§ **Exercise prompt**
The answer must be an exact restatement of all the data.

§ **Data to examine**
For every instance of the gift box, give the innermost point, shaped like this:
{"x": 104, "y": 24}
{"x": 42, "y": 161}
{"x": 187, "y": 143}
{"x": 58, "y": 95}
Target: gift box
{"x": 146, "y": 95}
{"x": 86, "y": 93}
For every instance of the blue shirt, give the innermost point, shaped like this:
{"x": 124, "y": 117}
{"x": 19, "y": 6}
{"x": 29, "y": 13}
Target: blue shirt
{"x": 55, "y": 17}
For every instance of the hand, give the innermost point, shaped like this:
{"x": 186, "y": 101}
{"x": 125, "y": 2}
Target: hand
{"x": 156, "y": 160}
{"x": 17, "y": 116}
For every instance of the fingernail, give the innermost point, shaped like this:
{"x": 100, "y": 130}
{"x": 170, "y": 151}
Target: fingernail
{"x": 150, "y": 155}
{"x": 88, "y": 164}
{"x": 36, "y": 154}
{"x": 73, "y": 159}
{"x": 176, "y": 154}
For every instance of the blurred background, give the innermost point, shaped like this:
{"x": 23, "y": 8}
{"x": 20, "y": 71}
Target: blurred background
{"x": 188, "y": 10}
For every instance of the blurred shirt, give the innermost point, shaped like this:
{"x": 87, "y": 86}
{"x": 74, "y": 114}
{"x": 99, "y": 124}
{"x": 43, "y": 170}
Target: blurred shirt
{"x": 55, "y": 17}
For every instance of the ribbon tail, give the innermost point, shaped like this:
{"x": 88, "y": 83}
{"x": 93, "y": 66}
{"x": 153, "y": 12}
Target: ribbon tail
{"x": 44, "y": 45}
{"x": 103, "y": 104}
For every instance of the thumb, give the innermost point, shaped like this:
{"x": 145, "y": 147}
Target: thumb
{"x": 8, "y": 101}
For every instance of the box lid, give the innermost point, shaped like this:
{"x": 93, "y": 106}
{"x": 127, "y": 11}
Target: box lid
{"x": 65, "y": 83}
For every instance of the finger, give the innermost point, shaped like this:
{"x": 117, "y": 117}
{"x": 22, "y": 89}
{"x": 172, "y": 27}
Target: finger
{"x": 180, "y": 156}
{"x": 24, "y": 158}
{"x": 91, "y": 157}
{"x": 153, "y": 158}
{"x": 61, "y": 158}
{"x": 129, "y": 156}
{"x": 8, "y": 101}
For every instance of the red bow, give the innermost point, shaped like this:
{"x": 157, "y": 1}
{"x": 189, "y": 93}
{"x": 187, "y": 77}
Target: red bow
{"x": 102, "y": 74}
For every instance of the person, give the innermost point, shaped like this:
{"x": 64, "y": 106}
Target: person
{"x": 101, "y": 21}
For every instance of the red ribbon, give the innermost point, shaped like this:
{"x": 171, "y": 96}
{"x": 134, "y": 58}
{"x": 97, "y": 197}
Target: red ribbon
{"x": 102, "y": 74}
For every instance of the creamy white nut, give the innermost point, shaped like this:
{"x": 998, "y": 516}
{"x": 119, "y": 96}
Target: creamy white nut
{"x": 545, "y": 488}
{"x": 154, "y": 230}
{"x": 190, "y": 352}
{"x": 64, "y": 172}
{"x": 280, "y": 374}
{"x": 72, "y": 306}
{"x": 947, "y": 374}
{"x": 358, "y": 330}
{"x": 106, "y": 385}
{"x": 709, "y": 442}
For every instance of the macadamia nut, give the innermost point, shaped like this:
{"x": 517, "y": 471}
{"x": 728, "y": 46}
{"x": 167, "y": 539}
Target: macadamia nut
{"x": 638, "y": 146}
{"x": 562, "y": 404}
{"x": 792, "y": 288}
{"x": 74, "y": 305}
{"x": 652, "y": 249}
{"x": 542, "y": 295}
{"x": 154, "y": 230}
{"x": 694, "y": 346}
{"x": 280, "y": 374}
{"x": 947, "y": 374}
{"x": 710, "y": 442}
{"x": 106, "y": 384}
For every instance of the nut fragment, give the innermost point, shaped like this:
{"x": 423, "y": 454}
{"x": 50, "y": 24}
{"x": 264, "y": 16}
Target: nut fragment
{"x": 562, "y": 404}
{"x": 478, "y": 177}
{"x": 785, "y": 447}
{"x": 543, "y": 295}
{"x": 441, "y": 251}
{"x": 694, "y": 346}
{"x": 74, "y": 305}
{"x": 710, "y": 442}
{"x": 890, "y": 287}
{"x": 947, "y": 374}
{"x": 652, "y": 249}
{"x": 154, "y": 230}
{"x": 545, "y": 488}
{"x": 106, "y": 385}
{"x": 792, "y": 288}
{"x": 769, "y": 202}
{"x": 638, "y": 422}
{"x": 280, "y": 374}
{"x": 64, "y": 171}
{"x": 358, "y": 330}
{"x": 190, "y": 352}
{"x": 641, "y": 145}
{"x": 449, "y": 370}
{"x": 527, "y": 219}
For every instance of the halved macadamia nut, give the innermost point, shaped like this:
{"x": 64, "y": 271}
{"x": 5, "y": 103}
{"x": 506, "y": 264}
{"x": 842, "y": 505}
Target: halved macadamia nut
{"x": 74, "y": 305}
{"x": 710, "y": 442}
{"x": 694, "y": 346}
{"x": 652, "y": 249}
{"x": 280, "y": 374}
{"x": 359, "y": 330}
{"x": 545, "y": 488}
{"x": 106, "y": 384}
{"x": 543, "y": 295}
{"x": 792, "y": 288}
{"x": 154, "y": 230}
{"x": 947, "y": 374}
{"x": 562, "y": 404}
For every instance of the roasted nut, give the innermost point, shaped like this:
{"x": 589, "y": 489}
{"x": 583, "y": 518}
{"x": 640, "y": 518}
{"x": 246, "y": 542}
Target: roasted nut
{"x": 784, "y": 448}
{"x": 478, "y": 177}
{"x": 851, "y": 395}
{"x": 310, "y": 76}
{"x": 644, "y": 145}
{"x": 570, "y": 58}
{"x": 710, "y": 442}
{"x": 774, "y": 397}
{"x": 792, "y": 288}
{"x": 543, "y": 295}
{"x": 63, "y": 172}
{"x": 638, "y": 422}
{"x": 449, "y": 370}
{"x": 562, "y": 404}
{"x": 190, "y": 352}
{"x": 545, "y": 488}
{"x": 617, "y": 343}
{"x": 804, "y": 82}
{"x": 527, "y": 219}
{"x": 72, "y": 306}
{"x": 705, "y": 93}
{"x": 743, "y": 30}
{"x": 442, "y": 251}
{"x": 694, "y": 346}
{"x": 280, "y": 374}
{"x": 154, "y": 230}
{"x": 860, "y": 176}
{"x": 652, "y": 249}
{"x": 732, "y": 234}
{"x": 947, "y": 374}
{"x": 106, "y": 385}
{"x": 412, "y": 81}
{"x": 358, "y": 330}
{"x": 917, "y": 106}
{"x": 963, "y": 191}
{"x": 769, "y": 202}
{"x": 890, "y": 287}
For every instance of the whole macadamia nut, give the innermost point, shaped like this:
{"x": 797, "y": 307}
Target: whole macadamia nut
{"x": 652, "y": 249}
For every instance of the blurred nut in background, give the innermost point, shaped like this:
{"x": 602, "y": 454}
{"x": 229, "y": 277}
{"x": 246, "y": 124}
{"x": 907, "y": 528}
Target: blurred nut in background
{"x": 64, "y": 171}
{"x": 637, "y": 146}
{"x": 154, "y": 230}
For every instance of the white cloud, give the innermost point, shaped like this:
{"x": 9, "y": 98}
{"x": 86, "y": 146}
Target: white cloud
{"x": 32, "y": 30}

§ **Response to the exercise**
For every instance of the gift box, give the innermost point, shaped like this:
{"x": 104, "y": 24}
{"x": 42, "y": 161}
{"x": 187, "y": 143}
{"x": 58, "y": 95}
Target: gift box
{"x": 146, "y": 95}
{"x": 86, "y": 93}
For every instance of the blue shirt, give the innermost point, shaped like this:
{"x": 124, "y": 117}
{"x": 19, "y": 6}
{"x": 29, "y": 13}
Target: blue shirt
{"x": 55, "y": 17}
For every instance of the hand, give the innermost point, shaped like this:
{"x": 186, "y": 101}
{"x": 125, "y": 2}
Target: hand
{"x": 156, "y": 160}
{"x": 17, "y": 116}
For every instance of the fingernail, give the innermost point, shaped like this:
{"x": 100, "y": 130}
{"x": 170, "y": 151}
Target: fingernail
{"x": 150, "y": 155}
{"x": 88, "y": 164}
{"x": 36, "y": 154}
{"x": 73, "y": 159}
{"x": 176, "y": 154}
For every instance of the blurred background, give the innermost point, shaped like this:
{"x": 23, "y": 8}
{"x": 20, "y": 71}
Target: blurred background
{"x": 188, "y": 10}
For every instance of the blurred shirt, give the innermost point, shaped like this:
{"x": 87, "y": 86}
{"x": 74, "y": 114}
{"x": 99, "y": 124}
{"x": 43, "y": 170}
Target: blurred shirt
{"x": 55, "y": 17}
For every instance of the ribbon tail, give the innermost point, shaped like this:
{"x": 88, "y": 83}
{"x": 93, "y": 66}
{"x": 153, "y": 12}
Target: ribbon tail
{"x": 44, "y": 45}
{"x": 103, "y": 104}
For every instance of the thumb, give the innermost point, shaped like this:
{"x": 145, "y": 147}
Target: thumb
{"x": 8, "y": 101}
For every instance of the box lid, give the innermost point, shaped like this:
{"x": 93, "y": 106}
{"x": 127, "y": 11}
Target: box lid
{"x": 65, "y": 83}
For every instance of the finger, give the innermost point, shaped like this:
{"x": 117, "y": 117}
{"x": 22, "y": 89}
{"x": 172, "y": 27}
Target: finger
{"x": 180, "y": 156}
{"x": 24, "y": 158}
{"x": 91, "y": 157}
{"x": 153, "y": 158}
{"x": 61, "y": 158}
{"x": 129, "y": 156}
{"x": 8, "y": 101}
For every instance of the red bow, give the innermost point, shaped like this:
{"x": 157, "y": 1}
{"x": 189, "y": 93}
{"x": 187, "y": 77}
Target: red bow
{"x": 102, "y": 74}
For every instance of the person, give the innermost point, shaped like this:
{"x": 64, "y": 106}
Target: person
{"x": 101, "y": 21}
For every instance of the red ribbon, give the innermost point, shaped like this:
{"x": 171, "y": 96}
{"x": 134, "y": 58}
{"x": 97, "y": 197}
Target: red ribbon
{"x": 102, "y": 74}
For every instance of the creamy white nut, give the innermost point, shaped like this:
{"x": 998, "y": 516}
{"x": 119, "y": 96}
Target: creamy white nut
{"x": 545, "y": 488}
{"x": 154, "y": 230}
{"x": 190, "y": 352}
{"x": 64, "y": 172}
{"x": 280, "y": 374}
{"x": 72, "y": 306}
{"x": 947, "y": 374}
{"x": 358, "y": 330}
{"x": 106, "y": 385}
{"x": 709, "y": 442}
For every instance of the macadamia nut, give the innermost point, shaped like this:
{"x": 517, "y": 471}
{"x": 728, "y": 46}
{"x": 167, "y": 539}
Target: macadamia nut
{"x": 638, "y": 146}
{"x": 562, "y": 404}
{"x": 792, "y": 288}
{"x": 74, "y": 305}
{"x": 652, "y": 249}
{"x": 542, "y": 295}
{"x": 154, "y": 230}
{"x": 694, "y": 346}
{"x": 280, "y": 374}
{"x": 947, "y": 374}
{"x": 710, "y": 442}
{"x": 106, "y": 384}
For every instance of the nut fragment, give the innermost point, shaped like this:
{"x": 423, "y": 454}
{"x": 50, "y": 24}
{"x": 264, "y": 16}
Target: nut fragment
{"x": 562, "y": 404}
{"x": 478, "y": 177}
{"x": 785, "y": 447}
{"x": 543, "y": 295}
{"x": 441, "y": 251}
{"x": 694, "y": 346}
{"x": 74, "y": 305}
{"x": 710, "y": 442}
{"x": 890, "y": 287}
{"x": 947, "y": 374}
{"x": 652, "y": 249}
{"x": 154, "y": 230}
{"x": 545, "y": 488}
{"x": 106, "y": 385}
{"x": 792, "y": 288}
{"x": 769, "y": 202}
{"x": 638, "y": 422}
{"x": 280, "y": 374}
{"x": 64, "y": 171}
{"x": 358, "y": 330}
{"x": 190, "y": 352}
{"x": 641, "y": 145}
{"x": 449, "y": 370}
{"x": 527, "y": 219}
For every instance of the halved macadamia nut, give the innermost point, shaped like this:
{"x": 64, "y": 271}
{"x": 5, "y": 103}
{"x": 506, "y": 264}
{"x": 842, "y": 505}
Target: halved macadamia nut
{"x": 74, "y": 305}
{"x": 710, "y": 442}
{"x": 694, "y": 346}
{"x": 652, "y": 249}
{"x": 280, "y": 374}
{"x": 359, "y": 330}
{"x": 545, "y": 488}
{"x": 106, "y": 384}
{"x": 543, "y": 295}
{"x": 792, "y": 288}
{"x": 154, "y": 230}
{"x": 947, "y": 374}
{"x": 562, "y": 404}
For every instance of the roasted nut, give the innermost point, shaped like this:
{"x": 589, "y": 489}
{"x": 583, "y": 518}
{"x": 640, "y": 518}
{"x": 246, "y": 542}
Target: roasted nut
{"x": 784, "y": 448}
{"x": 478, "y": 177}
{"x": 851, "y": 395}
{"x": 310, "y": 76}
{"x": 644, "y": 145}
{"x": 570, "y": 58}
{"x": 710, "y": 442}
{"x": 774, "y": 397}
{"x": 792, "y": 288}
{"x": 543, "y": 295}
{"x": 63, "y": 172}
{"x": 638, "y": 422}
{"x": 449, "y": 370}
{"x": 562, "y": 404}
{"x": 190, "y": 352}
{"x": 545, "y": 488}
{"x": 617, "y": 343}
{"x": 804, "y": 82}
{"x": 527, "y": 219}
{"x": 72, "y": 306}
{"x": 705, "y": 93}
{"x": 743, "y": 30}
{"x": 442, "y": 251}
{"x": 694, "y": 346}
{"x": 280, "y": 374}
{"x": 154, "y": 230}
{"x": 860, "y": 176}
{"x": 652, "y": 249}
{"x": 732, "y": 234}
{"x": 947, "y": 374}
{"x": 106, "y": 385}
{"x": 412, "y": 81}
{"x": 358, "y": 330}
{"x": 917, "y": 106}
{"x": 963, "y": 191}
{"x": 769, "y": 202}
{"x": 890, "y": 287}
For every instance of the whole macadamia nut, give the innermost point, shaped like this:
{"x": 797, "y": 307}
Target: whole macadamia nut
{"x": 652, "y": 249}
For every instance of the blurred nut in background, give the innermost point, shaped like this:
{"x": 602, "y": 454}
{"x": 229, "y": 277}
{"x": 246, "y": 124}
{"x": 907, "y": 528}
Target: blurred nut in background
{"x": 64, "y": 171}
{"x": 637, "y": 146}
{"x": 154, "y": 230}
For every instance of the white cloud, give the innermost point, shaped like this:
{"x": 9, "y": 98}
{"x": 86, "y": 146}
Target: white cloud
{"x": 32, "y": 30}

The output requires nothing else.